(Collected data entries)
-------

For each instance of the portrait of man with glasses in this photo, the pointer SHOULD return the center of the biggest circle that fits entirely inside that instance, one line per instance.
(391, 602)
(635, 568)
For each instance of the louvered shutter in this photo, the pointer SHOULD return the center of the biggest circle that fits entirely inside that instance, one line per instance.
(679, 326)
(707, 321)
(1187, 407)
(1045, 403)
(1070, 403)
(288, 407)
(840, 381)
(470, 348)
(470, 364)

-------

Output these lines as a JSON list of strings, one string per line, leaving out any blank lines.

**SOLVED EXERCISE:**
[
  "For each instance of the portrait of man with glasses in this photo, the pointer SHOULD return the center of the biggest circle that fits entirely inside that instance, one line per instance.",
  "(391, 602)",
  "(635, 568)",
  "For each instance of the louvered shutter in this photo, the pointer SHOULD return the center of the biggest circle that fits entirely inside that instance, one line per instance.",
  "(679, 326)",
  "(707, 321)",
  "(1187, 407)",
  "(1045, 403)",
  "(1070, 403)",
  "(288, 407)",
  "(840, 381)",
  "(470, 348)",
  "(470, 364)"
]